## Short exercise
Copy all of the items below line for line, without changing anything.
########################################
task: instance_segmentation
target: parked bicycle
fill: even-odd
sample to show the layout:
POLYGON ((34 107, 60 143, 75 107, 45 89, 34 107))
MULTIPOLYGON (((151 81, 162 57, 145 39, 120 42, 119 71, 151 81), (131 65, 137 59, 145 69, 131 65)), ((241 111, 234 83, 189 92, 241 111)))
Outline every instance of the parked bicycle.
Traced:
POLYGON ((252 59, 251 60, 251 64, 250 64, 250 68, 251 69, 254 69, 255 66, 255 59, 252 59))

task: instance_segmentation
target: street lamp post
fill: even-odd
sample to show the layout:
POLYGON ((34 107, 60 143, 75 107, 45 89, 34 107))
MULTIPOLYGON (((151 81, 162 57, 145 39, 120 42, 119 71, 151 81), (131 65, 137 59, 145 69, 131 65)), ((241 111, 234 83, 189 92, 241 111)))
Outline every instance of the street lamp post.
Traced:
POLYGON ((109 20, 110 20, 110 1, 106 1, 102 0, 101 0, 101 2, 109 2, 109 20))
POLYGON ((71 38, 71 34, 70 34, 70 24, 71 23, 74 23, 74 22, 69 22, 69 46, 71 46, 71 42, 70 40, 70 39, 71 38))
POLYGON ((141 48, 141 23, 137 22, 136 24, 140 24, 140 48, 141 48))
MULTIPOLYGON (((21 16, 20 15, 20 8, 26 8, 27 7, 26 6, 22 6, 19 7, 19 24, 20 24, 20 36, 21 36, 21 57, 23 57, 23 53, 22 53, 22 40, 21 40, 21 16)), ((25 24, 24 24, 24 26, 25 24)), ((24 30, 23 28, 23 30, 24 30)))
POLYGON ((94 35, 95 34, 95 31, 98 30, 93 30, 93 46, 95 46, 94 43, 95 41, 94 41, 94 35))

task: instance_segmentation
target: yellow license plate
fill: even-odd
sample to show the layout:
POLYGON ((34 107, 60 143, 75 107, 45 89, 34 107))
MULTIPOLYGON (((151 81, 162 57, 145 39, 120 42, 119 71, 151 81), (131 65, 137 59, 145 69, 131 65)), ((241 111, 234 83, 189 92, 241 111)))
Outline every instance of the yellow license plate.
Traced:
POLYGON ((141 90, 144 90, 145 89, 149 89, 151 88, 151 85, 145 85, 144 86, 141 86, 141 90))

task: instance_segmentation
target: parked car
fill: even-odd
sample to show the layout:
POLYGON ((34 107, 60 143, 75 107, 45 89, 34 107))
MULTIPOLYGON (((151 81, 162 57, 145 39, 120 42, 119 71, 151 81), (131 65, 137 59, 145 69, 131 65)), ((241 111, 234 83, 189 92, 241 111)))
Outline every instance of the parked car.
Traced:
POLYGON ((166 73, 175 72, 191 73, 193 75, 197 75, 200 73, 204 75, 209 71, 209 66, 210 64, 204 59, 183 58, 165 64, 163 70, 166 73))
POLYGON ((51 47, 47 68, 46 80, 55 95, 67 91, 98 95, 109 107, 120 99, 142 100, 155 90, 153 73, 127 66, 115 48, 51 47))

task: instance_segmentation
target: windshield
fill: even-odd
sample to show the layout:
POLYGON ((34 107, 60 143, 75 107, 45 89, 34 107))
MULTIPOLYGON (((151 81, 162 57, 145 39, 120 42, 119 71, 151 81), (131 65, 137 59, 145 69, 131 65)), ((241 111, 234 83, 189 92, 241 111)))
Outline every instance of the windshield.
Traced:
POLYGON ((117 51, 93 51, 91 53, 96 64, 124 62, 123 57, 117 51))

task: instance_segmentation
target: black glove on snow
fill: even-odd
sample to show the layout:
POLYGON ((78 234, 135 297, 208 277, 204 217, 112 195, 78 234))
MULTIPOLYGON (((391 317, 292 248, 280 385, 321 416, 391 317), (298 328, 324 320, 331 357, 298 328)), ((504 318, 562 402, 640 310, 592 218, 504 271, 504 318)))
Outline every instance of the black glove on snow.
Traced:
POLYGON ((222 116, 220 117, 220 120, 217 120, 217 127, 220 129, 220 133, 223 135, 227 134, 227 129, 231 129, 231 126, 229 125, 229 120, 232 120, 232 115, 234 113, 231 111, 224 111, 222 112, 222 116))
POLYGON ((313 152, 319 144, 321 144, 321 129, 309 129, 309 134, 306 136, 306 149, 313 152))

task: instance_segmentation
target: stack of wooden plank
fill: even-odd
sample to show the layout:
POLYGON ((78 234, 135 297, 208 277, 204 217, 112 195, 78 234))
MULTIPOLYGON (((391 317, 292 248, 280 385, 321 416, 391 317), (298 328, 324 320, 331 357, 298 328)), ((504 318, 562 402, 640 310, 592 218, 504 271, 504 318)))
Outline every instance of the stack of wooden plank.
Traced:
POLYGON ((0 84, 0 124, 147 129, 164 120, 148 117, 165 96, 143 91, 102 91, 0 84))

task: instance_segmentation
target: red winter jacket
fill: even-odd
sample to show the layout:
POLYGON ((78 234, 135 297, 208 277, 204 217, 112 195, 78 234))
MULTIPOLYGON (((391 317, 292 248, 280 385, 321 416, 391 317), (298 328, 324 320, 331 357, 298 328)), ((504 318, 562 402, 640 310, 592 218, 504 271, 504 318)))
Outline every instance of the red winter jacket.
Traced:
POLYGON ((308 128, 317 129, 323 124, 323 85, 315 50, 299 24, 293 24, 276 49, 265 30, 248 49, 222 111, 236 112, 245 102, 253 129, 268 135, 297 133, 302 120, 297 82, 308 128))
########################################
## The result
task: instance_segmentation
target: parked bicycle
fill: even-odd
sample to show the layout:
POLYGON ((34 107, 60 143, 75 107, 45 89, 34 107))
MULTIPOLYGON (((151 81, 162 57, 145 39, 120 42, 119 71, 151 81), (131 65, 137 59, 145 69, 131 65)), ((241 111, 234 83, 189 92, 241 111)))
Outline every instance of the parked bicycle.
Traced:
POLYGON ((252 59, 251 60, 251 64, 250 64, 250 68, 251 69, 254 69, 255 66, 255 59, 252 59))

task: instance_segmentation
target: street lamp post
fill: even-odd
sample to show the layout:
POLYGON ((34 107, 60 143, 75 107, 45 89, 34 107))
MULTIPOLYGON (((151 81, 162 57, 145 39, 120 42, 119 71, 151 81), (131 65, 137 59, 145 69, 131 65)), ((241 111, 234 83, 189 92, 241 111)))
Outline every instance of the street lamp post.
Traced:
POLYGON ((109 20, 110 20, 110 1, 106 1, 102 0, 101 0, 101 2, 109 2, 109 20))
POLYGON ((71 38, 71 34, 70 34, 70 24, 71 23, 74 23, 74 22, 69 22, 69 46, 71 46, 71 42, 70 40, 70 39, 71 38))
POLYGON ((141 48, 141 23, 137 22, 136 24, 140 24, 140 48, 141 48))
MULTIPOLYGON (((21 16, 20 15, 20 8, 26 8, 27 7, 26 6, 22 6, 19 7, 19 24, 20 24, 20 36, 21 36, 21 57, 23 57, 23 53, 22 53, 22 40, 21 40, 21 16)), ((25 24, 24 24, 24 26, 25 24)), ((24 30, 23 28, 23 30, 24 30)))
POLYGON ((94 35, 95 34, 95 31, 98 30, 93 30, 93 46, 95 46, 94 43, 95 41, 94 41, 94 35))

task: instance_segmentation
target: yellow license plate
fill: even-odd
sample to show the layout:
POLYGON ((34 107, 60 143, 75 107, 45 89, 34 107))
MULTIPOLYGON (((151 81, 162 57, 145 39, 120 42, 119 71, 151 81), (131 65, 137 59, 145 69, 131 65)), ((241 111, 234 83, 189 92, 241 111)))
Outline every instance of the yellow license plate.
Traced:
POLYGON ((141 90, 144 90, 145 89, 149 89, 151 88, 151 85, 145 85, 144 86, 141 86, 141 90))

task: instance_segmentation
target: parked car
fill: even-odd
sample to show the layout:
POLYGON ((34 107, 60 143, 75 107, 45 89, 34 107))
MULTIPOLYGON (((151 81, 162 57, 145 39, 120 42, 119 71, 151 81), (131 65, 137 59, 145 69, 131 65)), ((241 111, 234 83, 189 92, 241 111)))
Outline every instance of the parked car.
Traced:
POLYGON ((166 73, 175 72, 191 73, 193 75, 197 75, 200 73, 204 75, 209 71, 209 66, 210 64, 204 59, 183 58, 165 64, 163 70, 166 73))
POLYGON ((51 47, 47 68, 46 80, 55 95, 67 91, 98 95, 109 107, 120 99, 142 100, 155 90, 153 73, 127 66, 115 48, 51 47))

task: instance_segmentation
target: windshield
fill: even-odd
sample to show the layout:
POLYGON ((34 107, 60 143, 75 107, 45 89, 34 107))
MULTIPOLYGON (((151 81, 162 57, 145 39, 120 42, 119 71, 151 81), (131 65, 137 59, 145 69, 131 65)), ((241 111, 234 83, 189 92, 241 111)))
Outline every instance of the windshield.
Traced:
POLYGON ((117 51, 93 51, 91 53, 96 64, 124 62, 123 57, 117 51))

task: instance_segmentation
target: black glove on snow
fill: even-odd
sample to show the layout:
POLYGON ((78 234, 135 297, 208 277, 204 217, 112 195, 78 234))
MULTIPOLYGON (((391 317, 292 248, 280 385, 321 416, 391 317), (298 328, 324 320, 331 357, 298 328)), ((504 318, 562 402, 640 310, 592 218, 504 271, 504 318)))
Outline every instance of the black glove on snow.
Traced:
POLYGON ((222 116, 220 117, 220 120, 217 120, 217 127, 220 129, 220 133, 223 135, 227 134, 227 129, 231 129, 231 126, 229 125, 229 120, 232 120, 232 115, 234 113, 231 111, 224 111, 222 112, 222 116))
POLYGON ((313 152, 319 144, 321 144, 321 129, 309 129, 309 134, 306 136, 306 149, 313 152))

task: instance_segmentation
target: stack of wooden plank
fill: even-odd
sample to show the layout:
POLYGON ((78 234, 135 297, 208 277, 204 217, 112 195, 78 234))
MULTIPOLYGON (((391 317, 292 248, 280 385, 321 416, 391 317), (298 328, 324 320, 331 357, 298 328)), ((504 318, 562 402, 640 310, 592 218, 504 271, 504 318)))
Outline every instance of the stack of wooden plank.
Traced:
POLYGON ((0 84, 0 124, 147 129, 164 120, 148 117, 165 96, 143 91, 102 91, 0 84))

task: instance_segmentation
target: red winter jacket
fill: even-odd
sample to show the layout:
POLYGON ((78 234, 135 297, 208 277, 204 217, 112 195, 78 234))
MULTIPOLYGON (((391 317, 292 248, 280 385, 321 416, 391 317), (298 328, 324 320, 331 357, 298 328)), ((504 318, 562 402, 640 310, 592 218, 504 271, 504 318)))
Outline every instance of the red winter jacket.
Traced:
POLYGON ((308 128, 317 129, 323 124, 323 85, 315 50, 299 24, 293 24, 276 49, 265 30, 248 49, 222 111, 236 112, 245 102, 253 129, 268 135, 297 133, 302 120, 297 82, 308 128))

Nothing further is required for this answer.